◆ **Data for this exercise**
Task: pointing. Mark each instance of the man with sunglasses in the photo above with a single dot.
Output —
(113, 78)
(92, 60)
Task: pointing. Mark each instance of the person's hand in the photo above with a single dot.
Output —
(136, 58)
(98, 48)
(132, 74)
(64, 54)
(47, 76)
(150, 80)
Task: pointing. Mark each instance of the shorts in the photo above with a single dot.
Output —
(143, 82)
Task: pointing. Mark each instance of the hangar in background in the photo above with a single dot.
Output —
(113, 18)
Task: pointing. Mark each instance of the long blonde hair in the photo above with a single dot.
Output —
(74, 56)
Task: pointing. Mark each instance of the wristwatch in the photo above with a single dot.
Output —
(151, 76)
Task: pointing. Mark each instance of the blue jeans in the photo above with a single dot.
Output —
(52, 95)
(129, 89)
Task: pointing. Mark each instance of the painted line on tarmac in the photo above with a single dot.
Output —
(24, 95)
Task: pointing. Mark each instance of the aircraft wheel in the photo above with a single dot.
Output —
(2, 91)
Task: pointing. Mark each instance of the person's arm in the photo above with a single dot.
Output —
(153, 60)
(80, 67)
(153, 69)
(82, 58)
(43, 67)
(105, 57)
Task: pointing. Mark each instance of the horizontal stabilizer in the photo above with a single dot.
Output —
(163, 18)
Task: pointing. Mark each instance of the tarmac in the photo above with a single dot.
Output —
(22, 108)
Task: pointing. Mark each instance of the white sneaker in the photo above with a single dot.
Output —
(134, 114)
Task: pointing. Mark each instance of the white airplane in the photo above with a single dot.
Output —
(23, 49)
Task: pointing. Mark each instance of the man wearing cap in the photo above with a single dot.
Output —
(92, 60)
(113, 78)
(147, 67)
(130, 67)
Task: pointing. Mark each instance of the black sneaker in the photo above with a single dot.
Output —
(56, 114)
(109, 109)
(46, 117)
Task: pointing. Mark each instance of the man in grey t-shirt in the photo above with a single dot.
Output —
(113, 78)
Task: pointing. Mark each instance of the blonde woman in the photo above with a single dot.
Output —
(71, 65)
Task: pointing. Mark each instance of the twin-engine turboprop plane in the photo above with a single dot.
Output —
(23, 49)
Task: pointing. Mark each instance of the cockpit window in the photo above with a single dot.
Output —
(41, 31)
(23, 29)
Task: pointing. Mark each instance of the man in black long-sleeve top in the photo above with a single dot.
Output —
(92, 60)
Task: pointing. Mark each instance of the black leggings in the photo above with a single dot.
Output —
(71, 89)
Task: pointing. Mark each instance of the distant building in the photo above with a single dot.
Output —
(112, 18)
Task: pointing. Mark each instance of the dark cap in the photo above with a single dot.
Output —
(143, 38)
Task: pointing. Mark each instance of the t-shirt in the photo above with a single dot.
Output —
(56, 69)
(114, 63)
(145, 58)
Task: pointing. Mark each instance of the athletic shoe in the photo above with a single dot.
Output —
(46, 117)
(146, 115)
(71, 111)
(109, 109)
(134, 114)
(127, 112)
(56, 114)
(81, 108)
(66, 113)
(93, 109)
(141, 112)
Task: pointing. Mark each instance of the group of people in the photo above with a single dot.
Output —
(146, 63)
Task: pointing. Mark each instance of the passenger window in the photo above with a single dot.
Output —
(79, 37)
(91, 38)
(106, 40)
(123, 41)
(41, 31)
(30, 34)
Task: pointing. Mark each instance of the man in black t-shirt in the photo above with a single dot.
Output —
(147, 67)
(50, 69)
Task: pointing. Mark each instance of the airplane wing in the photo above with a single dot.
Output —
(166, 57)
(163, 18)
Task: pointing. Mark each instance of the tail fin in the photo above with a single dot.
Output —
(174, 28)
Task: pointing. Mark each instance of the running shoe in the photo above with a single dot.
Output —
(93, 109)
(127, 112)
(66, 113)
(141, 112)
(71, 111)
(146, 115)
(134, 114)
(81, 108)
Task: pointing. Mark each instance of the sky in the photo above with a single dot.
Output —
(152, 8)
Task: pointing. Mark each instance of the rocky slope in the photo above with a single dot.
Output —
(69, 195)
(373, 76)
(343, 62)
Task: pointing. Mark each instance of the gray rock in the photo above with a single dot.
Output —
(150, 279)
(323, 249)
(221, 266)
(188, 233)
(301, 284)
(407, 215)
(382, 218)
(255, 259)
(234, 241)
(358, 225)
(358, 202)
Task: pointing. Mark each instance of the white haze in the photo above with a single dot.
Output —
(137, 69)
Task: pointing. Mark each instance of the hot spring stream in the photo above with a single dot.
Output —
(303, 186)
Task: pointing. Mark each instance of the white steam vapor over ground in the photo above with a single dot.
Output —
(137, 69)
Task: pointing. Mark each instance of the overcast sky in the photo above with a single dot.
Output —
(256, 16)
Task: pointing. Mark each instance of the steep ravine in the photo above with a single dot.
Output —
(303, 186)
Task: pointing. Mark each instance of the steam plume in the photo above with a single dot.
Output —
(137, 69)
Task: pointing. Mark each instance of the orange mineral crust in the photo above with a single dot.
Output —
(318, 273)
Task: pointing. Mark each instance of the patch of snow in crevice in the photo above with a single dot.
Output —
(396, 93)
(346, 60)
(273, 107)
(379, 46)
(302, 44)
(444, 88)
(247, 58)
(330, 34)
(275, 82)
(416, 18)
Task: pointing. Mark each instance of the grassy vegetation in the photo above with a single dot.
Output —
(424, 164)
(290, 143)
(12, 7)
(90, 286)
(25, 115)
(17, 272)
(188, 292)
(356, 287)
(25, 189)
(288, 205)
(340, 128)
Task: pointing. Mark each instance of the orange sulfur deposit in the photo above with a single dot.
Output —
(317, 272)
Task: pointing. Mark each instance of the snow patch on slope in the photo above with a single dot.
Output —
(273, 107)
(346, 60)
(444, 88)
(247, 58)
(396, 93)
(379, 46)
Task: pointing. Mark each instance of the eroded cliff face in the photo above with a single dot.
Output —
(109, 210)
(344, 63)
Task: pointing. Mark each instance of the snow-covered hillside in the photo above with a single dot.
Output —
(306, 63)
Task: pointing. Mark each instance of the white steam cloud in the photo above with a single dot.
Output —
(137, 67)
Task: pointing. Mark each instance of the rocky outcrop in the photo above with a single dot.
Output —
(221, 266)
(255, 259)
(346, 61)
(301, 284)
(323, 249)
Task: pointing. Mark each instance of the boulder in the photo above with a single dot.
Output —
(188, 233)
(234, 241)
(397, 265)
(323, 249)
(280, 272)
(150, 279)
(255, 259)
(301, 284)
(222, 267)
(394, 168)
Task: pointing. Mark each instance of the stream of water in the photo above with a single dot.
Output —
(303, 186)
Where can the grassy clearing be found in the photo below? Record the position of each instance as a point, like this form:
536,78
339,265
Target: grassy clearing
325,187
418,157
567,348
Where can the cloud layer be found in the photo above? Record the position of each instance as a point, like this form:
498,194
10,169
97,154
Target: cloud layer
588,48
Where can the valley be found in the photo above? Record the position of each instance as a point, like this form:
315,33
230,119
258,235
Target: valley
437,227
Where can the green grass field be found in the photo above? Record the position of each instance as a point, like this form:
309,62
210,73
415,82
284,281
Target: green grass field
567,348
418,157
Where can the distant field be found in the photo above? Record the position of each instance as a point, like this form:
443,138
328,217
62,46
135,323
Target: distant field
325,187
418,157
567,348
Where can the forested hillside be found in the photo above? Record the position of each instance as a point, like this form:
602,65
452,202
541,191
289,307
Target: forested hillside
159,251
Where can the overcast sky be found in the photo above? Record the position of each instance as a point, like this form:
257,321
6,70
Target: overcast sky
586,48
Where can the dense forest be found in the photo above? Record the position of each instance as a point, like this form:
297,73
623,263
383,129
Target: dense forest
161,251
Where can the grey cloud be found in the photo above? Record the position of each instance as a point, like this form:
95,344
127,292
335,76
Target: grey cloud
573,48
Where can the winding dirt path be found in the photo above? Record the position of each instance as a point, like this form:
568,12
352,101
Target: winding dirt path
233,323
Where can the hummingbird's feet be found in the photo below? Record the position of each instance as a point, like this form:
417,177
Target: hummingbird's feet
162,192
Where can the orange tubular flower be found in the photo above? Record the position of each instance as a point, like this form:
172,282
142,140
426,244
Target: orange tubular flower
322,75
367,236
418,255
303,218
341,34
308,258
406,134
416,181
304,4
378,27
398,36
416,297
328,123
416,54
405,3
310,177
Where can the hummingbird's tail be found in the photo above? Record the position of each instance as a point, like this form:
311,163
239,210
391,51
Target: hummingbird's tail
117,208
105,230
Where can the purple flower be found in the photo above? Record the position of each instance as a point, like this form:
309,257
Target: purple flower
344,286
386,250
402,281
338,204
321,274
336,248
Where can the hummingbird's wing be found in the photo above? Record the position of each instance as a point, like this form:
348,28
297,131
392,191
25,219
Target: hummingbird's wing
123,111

◆ **Problem requirements**
Review the material and copy each line in which the word "stream" appears.

◆ **Result for this task**
Task: pointing. Mark each instance of the hot spring stream in the photo above with a single dot.
Task: pointing. Mark each instance of the stream of water in the photo above with a single dot.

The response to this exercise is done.